A pulsão da morte da Europa alastra em duas frentes: a extrema-direita faz a apologia do fascismo em nome da democracia; o secretário-geral da NATO faz a apologia da guerra em nome da paz.
Mas o espectro de um perigo maior é sinalizado por um sintoma oposto. Os observadores mais atentos dão-se conta do fantasma que assombra a sociedade e convergem de modo surpreendente em suas preocupações. Em tempos recentes, tenho-me sentido muito identificado com análises de comentadores que sempre reconheci como pertencendo a uma família política diferente da minha. Refiro-me a textos de José Pacheco Pereira, Teresa de Sousa (publicados neste jornal) ou de Miguel Sousa Tavares (Expresso). O que há de comum entre nós é a subordinação das questões da guerra e da paz às questões da democracia. Podemos divergir nas primeiras e coincidir nas segundas. Pela simples razão de que só o reforço da democracia na Europa pode levar à contenção do conflito entre a Rússia e a Ucrânia e à sua solução pacífica. Sem democracia vigorosa, a Europa caminhará, sonâmbula, para a sua destruição.

▶ Dados de expressões referenciais
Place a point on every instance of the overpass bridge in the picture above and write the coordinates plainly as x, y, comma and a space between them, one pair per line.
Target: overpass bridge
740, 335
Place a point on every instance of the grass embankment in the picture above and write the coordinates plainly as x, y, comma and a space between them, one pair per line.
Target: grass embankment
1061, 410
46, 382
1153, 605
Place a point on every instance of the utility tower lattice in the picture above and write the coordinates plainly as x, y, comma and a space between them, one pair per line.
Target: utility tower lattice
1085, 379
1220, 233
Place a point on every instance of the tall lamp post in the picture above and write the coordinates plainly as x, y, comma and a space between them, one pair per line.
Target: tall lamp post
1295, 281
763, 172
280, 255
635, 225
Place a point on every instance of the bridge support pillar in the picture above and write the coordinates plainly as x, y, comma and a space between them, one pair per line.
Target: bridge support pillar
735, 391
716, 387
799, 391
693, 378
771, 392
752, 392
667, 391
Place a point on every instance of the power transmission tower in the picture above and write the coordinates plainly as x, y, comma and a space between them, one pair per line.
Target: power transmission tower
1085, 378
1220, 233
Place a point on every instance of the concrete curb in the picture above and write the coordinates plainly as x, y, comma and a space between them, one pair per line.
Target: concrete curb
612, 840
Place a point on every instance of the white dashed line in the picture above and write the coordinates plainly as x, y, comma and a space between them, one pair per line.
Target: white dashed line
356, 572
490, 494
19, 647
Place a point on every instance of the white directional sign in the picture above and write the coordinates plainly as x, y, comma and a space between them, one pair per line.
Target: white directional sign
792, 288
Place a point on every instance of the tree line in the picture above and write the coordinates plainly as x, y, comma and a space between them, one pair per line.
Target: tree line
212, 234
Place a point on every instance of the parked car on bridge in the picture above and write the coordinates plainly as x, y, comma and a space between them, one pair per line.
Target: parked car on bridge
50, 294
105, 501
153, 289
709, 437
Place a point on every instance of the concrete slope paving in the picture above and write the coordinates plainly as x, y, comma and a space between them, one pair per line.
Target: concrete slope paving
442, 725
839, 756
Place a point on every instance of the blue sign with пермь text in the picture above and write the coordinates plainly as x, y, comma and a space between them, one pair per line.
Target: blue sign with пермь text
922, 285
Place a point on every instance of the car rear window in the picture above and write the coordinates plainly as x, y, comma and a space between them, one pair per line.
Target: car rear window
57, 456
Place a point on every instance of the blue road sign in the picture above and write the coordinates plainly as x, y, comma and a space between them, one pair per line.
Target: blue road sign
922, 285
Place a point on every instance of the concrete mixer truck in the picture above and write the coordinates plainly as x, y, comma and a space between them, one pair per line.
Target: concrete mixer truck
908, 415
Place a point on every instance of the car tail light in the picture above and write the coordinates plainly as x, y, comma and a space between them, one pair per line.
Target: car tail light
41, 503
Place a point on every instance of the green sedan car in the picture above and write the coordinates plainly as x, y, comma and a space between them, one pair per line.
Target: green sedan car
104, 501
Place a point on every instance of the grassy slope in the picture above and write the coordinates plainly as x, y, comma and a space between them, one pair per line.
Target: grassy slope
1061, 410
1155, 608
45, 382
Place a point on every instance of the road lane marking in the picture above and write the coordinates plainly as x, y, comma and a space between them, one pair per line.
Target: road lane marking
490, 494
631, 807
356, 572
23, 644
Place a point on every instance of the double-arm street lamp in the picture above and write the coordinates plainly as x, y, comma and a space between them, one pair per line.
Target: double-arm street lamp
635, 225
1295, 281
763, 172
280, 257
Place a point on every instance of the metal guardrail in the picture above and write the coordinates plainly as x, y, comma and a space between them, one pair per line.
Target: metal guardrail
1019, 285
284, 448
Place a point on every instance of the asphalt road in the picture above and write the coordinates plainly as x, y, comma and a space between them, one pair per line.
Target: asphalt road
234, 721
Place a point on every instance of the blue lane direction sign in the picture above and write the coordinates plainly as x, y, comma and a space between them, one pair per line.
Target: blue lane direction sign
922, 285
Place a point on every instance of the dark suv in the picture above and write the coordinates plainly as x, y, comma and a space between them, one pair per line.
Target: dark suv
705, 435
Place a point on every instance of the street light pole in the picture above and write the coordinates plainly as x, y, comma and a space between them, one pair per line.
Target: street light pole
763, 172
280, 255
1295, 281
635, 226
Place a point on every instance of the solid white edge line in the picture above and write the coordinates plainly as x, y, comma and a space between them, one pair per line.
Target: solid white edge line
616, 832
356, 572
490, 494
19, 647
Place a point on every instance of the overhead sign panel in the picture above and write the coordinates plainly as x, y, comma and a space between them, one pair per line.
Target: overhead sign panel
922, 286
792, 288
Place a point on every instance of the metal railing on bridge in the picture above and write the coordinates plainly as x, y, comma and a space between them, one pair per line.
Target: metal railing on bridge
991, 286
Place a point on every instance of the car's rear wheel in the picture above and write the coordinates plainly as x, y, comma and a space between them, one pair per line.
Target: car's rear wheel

▶ Objetivo do exercício
Escreva a continuação do excerto sobre a democracia e a guerra na Europa, começando logo após a última frase apresentada.

▶ Resultado do exercício
Estaremos a tempo de evitar a catástrofe? Gostaria de afirmar que sim, mas não posso. Os sinais são deveras preocupantes. Primeiro, a extrema-direita cresce globalmente impulsada e financiada pelos mesmos interesses que se reúnem em Davos para acautelar os seus negócios. Nos anos 30 do século passado, tinham muito mais medo do comunismo do que do fascismo; hoje, sem a ameaça comunista, têm medo da revolta das massas empobrecidas e propõem como única resposta a repressão violenta, policial e militar. A sua voz parlamentar é a da extrema-direita. A guerra interna e a guerra externa são as duas faces do mesmo monstro e a indústria das armas ganha igualmente com ambas.
Em segundo lugar, a guerra da Ucrânia parece mais confinada do que o que é em realidade. O flagelo actual, que avassala as planícies onde há oitenta anos tantos milhares de inocentes (sobretudo judeus) morreram, tem dimensões de um autoflagelo. A Rússia até aos Urais é tão europeia quanto a Ucrânia, e com esta guerra ilegal, além de vidas inocentes, tantas delas russófonas, está a destruir as infra-estruturas que ela própria construiu quando era União Soviética. A história e as identidades étnico-culturais entre dois países estão mais bem interligadas do que com outros países que antes ocuparam a Ucrânia e agora a apoiam.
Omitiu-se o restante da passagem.